-- Begin --

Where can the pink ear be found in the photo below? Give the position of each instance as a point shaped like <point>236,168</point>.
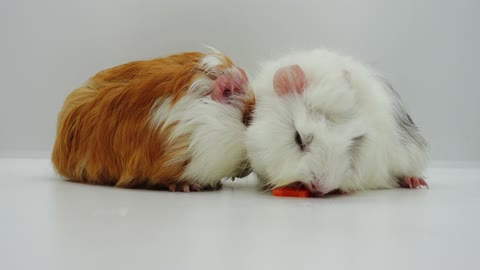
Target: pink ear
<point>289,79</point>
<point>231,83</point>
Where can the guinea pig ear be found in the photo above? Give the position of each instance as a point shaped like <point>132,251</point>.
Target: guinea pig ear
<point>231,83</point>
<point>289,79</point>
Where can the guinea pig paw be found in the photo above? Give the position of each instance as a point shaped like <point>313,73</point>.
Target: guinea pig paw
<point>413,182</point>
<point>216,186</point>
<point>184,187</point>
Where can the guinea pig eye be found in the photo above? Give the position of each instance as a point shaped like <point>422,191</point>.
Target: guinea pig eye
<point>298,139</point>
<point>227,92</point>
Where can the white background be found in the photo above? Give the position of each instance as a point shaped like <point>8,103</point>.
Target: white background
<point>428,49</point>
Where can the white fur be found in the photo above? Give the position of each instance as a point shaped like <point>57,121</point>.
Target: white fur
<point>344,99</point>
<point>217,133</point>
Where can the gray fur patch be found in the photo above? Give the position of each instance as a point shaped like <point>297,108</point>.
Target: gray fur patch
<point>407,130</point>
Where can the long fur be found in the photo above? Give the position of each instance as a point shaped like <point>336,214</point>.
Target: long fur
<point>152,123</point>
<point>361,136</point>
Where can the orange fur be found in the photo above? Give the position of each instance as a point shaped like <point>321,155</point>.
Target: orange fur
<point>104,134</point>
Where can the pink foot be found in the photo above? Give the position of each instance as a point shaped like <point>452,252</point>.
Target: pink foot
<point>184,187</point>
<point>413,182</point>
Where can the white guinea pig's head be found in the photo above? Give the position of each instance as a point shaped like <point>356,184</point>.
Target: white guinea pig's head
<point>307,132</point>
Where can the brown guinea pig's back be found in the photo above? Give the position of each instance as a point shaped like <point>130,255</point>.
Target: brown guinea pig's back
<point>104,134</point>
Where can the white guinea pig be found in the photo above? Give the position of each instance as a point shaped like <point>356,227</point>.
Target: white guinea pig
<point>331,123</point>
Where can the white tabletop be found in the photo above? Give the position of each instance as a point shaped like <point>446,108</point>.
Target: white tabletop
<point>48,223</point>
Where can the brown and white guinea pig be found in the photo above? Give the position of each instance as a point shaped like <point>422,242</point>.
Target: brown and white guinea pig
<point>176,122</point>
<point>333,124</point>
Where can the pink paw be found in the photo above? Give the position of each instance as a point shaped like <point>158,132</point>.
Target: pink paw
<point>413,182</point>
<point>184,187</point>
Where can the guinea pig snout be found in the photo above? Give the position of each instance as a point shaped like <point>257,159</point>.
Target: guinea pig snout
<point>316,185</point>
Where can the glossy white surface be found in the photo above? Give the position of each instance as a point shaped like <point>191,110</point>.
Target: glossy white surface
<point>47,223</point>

-- End --
-- Begin --

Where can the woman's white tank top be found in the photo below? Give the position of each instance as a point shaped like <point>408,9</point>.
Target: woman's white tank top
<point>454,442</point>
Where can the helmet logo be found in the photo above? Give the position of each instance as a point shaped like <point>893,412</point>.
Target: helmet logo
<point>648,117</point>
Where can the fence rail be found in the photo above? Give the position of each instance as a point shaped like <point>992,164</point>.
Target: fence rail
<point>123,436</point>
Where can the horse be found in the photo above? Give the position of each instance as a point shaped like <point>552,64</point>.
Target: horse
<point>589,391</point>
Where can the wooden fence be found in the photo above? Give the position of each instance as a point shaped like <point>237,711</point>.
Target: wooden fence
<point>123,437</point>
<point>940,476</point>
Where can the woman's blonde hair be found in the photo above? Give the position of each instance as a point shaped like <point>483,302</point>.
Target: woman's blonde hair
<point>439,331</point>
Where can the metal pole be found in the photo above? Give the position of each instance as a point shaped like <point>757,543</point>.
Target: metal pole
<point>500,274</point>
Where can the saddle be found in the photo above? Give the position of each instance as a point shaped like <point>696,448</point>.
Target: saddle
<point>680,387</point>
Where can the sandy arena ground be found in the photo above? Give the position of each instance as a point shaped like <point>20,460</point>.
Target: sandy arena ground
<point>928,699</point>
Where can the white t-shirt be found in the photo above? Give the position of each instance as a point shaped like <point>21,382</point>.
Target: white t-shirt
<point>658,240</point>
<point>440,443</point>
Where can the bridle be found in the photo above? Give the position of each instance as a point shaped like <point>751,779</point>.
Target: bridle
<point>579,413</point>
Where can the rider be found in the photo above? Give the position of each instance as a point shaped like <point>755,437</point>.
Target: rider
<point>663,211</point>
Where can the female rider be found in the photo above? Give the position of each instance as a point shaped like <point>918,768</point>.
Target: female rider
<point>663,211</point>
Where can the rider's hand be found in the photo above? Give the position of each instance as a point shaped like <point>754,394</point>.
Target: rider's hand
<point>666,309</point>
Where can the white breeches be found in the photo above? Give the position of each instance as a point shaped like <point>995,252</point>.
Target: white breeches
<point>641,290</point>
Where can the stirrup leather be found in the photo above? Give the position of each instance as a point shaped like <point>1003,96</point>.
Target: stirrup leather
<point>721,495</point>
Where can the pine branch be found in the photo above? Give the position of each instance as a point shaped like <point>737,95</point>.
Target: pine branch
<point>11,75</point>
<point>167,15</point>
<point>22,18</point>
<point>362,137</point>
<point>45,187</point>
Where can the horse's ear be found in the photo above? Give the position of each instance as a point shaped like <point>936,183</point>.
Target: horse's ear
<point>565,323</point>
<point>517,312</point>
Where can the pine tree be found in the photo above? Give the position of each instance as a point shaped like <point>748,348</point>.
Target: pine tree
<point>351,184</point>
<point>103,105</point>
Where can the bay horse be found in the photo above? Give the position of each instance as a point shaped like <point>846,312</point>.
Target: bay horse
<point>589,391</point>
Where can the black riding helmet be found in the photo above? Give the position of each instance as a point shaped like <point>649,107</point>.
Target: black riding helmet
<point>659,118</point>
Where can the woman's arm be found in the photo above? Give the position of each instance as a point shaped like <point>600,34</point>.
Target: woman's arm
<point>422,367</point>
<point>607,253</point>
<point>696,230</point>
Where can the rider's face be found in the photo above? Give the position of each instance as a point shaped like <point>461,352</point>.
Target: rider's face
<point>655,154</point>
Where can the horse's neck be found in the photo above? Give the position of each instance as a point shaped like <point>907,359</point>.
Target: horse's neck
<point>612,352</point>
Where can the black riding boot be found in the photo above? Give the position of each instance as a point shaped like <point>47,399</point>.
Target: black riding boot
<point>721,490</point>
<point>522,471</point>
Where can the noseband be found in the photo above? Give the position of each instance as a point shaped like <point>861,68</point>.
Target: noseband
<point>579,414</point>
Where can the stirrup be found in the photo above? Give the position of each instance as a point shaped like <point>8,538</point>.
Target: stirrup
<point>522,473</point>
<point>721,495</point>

-- End --
-- Begin --

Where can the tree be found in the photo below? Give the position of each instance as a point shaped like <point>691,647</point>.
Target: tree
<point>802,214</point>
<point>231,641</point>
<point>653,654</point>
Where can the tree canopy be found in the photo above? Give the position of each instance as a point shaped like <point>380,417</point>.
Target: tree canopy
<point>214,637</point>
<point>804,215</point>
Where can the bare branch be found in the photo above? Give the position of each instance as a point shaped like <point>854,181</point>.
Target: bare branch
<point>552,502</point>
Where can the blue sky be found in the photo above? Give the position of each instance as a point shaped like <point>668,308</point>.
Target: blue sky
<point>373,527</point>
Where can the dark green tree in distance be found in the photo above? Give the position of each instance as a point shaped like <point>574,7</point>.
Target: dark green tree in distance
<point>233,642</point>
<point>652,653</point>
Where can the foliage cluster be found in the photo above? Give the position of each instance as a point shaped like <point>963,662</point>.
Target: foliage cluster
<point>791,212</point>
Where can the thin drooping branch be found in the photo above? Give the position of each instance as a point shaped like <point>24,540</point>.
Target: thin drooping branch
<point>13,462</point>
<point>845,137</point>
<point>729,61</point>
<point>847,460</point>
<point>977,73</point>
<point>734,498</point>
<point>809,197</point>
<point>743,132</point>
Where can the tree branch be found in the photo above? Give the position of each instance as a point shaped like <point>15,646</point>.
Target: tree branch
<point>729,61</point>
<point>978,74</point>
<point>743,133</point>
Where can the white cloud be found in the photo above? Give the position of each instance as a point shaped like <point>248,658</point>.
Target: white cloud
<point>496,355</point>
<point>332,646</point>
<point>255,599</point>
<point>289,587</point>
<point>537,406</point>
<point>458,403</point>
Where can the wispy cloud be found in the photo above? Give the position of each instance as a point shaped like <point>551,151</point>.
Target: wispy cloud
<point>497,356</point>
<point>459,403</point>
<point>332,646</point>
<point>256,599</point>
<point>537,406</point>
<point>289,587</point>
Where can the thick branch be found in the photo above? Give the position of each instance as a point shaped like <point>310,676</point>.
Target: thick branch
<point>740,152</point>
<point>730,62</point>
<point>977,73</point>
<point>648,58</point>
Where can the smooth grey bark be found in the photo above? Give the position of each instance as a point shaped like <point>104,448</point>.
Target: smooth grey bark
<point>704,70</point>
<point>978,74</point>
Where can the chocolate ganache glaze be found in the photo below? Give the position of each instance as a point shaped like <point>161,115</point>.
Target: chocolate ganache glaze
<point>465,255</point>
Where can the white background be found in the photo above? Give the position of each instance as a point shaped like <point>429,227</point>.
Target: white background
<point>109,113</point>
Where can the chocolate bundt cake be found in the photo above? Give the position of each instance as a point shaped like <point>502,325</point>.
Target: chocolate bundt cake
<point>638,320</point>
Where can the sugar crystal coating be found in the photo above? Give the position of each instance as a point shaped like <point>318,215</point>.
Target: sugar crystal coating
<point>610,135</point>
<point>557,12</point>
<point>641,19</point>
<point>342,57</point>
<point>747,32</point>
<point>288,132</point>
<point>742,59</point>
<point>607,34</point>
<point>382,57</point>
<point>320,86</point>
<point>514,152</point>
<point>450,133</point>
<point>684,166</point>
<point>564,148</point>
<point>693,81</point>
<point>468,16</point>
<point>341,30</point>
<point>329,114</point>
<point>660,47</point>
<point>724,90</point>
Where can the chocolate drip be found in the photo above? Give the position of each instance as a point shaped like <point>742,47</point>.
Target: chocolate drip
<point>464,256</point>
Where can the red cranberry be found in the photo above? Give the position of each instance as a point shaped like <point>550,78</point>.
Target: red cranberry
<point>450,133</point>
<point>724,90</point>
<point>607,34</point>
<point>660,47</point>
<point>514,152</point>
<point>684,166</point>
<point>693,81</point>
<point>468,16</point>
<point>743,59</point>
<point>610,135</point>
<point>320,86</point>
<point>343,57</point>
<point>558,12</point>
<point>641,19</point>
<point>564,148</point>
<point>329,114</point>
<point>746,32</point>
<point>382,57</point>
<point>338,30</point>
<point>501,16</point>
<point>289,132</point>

-- End --

Your instructions: Repeat everything in the listing from the line containing "Where can the white guinea pig be" down to the line containing "<point>333,124</point>", both of those lines included.

Finished exercise:
Where can the white guinea pig be found in the photo above? Give the position of each instance as a point shaped like <point>356,227</point>.
Target: white guinea pig
<point>331,123</point>
Where can the white tabletop be found in the photo above? Give the position of each instance as a point shaped like <point>446,108</point>.
Target: white tabletop
<point>48,223</point>
Where can the brown and white guinea pig be found in the photo above? Give the position of each instance as a point shaped like <point>422,242</point>.
Target: brown and white guinea pig
<point>176,122</point>
<point>333,124</point>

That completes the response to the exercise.